▶ **Instructions for the task**: Reproduce the records from the line with "stem --coords pixels" to the line with "428), (576, 433)]", substituting "sunlit" for "backlit" and leaving everything else unchanged.

▶ **Input rows**:
--------
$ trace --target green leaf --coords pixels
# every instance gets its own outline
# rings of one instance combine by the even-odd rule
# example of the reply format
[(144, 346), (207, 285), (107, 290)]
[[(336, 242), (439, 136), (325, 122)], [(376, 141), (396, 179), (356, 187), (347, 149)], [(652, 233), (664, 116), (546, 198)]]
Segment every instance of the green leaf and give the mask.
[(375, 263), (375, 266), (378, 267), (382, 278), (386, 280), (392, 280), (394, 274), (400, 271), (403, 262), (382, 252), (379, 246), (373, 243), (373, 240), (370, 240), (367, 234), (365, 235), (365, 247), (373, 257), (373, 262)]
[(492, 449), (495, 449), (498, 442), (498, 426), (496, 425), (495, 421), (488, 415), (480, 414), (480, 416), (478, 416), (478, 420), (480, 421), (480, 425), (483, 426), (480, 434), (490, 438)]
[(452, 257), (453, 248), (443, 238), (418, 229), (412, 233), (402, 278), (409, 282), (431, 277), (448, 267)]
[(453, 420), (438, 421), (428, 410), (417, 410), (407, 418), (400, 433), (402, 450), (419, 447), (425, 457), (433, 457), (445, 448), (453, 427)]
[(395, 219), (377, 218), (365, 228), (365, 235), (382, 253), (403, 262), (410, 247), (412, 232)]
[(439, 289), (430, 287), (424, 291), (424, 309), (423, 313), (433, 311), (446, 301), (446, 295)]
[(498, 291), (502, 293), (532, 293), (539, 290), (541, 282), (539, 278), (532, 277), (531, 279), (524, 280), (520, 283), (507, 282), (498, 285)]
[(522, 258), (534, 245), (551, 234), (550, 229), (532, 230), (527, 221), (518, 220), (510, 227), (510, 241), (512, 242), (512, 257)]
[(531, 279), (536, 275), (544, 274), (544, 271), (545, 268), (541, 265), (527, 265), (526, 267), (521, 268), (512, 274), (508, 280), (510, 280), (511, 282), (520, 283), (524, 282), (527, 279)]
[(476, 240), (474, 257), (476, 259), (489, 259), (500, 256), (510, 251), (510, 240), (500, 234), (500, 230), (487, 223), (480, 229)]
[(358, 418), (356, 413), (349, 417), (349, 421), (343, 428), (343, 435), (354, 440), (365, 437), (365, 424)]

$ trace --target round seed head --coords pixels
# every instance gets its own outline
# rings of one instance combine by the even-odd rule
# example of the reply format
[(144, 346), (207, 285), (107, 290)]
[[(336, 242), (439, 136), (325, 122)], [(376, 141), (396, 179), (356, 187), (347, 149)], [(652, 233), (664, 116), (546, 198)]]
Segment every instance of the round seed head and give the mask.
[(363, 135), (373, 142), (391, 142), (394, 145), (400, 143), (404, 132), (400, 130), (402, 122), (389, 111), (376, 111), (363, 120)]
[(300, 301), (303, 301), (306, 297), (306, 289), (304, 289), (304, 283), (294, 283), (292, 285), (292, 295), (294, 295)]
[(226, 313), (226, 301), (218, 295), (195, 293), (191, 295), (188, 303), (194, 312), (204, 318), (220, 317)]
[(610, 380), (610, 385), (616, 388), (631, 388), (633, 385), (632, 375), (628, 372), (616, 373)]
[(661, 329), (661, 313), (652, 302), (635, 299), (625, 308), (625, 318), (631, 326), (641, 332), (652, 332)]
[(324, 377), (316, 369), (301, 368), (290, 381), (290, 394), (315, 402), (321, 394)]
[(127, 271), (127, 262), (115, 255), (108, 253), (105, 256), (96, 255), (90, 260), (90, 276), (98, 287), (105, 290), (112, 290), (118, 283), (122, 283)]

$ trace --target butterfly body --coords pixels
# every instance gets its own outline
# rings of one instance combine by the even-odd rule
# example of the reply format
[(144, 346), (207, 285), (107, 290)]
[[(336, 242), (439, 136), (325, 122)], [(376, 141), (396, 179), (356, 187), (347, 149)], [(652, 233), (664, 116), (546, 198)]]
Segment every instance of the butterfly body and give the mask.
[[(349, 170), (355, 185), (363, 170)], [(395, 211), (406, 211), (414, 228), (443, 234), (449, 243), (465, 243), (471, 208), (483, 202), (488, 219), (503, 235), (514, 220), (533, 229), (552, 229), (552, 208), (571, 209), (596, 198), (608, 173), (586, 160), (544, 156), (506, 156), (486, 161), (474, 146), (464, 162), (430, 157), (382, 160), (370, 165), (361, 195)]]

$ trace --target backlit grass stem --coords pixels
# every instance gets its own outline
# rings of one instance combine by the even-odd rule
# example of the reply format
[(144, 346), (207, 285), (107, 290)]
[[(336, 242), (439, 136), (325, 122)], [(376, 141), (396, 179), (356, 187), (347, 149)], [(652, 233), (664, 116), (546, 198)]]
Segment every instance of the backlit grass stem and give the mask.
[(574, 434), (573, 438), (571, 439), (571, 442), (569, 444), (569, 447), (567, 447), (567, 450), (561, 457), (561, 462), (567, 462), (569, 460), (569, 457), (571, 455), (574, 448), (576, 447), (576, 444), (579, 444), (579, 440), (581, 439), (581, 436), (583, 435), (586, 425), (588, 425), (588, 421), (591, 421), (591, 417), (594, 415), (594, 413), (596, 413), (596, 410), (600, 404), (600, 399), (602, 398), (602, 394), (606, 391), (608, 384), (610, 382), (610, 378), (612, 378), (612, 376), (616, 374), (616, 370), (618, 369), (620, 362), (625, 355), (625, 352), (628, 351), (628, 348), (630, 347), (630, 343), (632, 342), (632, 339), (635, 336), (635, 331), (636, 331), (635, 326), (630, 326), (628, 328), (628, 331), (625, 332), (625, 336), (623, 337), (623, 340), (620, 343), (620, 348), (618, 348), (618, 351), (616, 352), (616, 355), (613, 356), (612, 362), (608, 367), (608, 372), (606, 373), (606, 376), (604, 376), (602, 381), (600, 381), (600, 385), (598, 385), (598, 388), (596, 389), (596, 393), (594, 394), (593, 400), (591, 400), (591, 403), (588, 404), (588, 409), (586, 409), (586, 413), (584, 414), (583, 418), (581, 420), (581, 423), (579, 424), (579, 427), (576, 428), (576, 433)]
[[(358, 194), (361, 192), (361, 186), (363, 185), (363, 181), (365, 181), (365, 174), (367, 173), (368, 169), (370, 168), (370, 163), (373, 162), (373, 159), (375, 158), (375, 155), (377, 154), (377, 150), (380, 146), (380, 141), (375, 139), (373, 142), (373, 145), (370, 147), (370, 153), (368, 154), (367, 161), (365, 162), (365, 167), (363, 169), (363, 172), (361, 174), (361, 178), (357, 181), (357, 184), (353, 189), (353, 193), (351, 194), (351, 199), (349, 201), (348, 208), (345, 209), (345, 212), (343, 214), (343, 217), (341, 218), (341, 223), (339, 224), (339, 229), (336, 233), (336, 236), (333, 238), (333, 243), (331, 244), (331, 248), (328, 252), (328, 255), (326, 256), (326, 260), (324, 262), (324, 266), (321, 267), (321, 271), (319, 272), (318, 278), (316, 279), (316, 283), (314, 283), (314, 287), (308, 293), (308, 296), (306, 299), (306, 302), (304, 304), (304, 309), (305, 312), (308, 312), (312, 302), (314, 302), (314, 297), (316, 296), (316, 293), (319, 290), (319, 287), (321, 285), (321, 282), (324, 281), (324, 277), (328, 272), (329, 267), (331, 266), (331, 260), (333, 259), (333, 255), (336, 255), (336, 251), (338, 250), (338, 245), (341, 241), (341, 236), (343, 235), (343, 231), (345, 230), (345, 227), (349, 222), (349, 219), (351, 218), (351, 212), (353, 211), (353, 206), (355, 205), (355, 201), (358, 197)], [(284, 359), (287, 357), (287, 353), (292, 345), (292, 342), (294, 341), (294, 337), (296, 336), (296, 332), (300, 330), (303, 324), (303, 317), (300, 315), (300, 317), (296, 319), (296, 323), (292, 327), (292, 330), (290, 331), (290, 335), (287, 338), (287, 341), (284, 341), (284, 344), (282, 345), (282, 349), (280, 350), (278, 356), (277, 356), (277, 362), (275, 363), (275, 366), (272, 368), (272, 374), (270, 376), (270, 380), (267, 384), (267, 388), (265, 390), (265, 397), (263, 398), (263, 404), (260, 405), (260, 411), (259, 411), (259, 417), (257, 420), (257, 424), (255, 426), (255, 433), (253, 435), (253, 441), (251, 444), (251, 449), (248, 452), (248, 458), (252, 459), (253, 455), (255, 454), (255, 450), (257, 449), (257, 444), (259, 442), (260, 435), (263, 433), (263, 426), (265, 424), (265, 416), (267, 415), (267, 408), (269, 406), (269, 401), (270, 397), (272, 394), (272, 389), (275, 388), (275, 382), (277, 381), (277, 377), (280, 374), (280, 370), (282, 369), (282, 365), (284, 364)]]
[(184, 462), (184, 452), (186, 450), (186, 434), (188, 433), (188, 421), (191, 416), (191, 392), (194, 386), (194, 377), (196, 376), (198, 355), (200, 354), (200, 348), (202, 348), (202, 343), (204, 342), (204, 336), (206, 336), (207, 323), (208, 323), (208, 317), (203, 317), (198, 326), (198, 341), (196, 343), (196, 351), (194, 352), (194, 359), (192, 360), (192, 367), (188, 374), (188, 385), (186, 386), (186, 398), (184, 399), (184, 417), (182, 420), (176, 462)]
--------
▶ **Output below**:
$ trace --target sunlit grass stem --coords pixels
# every instance gets its own outline
# rings of one instance combine by the even-odd rule
# example of the reply format
[(144, 346), (207, 285), (107, 290)]
[[(336, 242), (439, 136), (325, 122)], [(376, 141), (396, 179), (356, 187), (347, 149)], [(652, 233), (664, 116), (546, 198)]]
Segment every instance of the sunlit grass stem and give the mask.
[(574, 434), (573, 438), (571, 439), (571, 442), (569, 444), (569, 447), (567, 447), (567, 450), (561, 457), (561, 462), (567, 462), (569, 460), (569, 457), (571, 455), (574, 448), (576, 447), (576, 444), (579, 444), (579, 440), (581, 439), (581, 436), (583, 435), (586, 425), (588, 425), (588, 421), (591, 421), (591, 417), (594, 415), (594, 413), (596, 413), (596, 410), (600, 404), (600, 399), (602, 398), (602, 394), (606, 391), (608, 384), (610, 382), (610, 378), (612, 378), (612, 376), (616, 374), (616, 370), (618, 369), (620, 362), (625, 355), (625, 352), (628, 351), (628, 348), (630, 347), (630, 343), (632, 342), (632, 339), (635, 336), (635, 331), (636, 331), (635, 326), (630, 326), (628, 328), (628, 331), (625, 332), (625, 336), (623, 337), (623, 340), (620, 343), (620, 348), (618, 348), (618, 351), (616, 352), (616, 355), (613, 356), (612, 362), (608, 367), (608, 372), (606, 373), (606, 376), (604, 376), (602, 381), (600, 381), (600, 385), (598, 385), (598, 388), (596, 389), (596, 393), (594, 394), (593, 400), (591, 400), (591, 403), (588, 404), (588, 409), (586, 409), (586, 413), (584, 414), (583, 418), (581, 420), (581, 423), (579, 424), (579, 427), (576, 428), (576, 433)]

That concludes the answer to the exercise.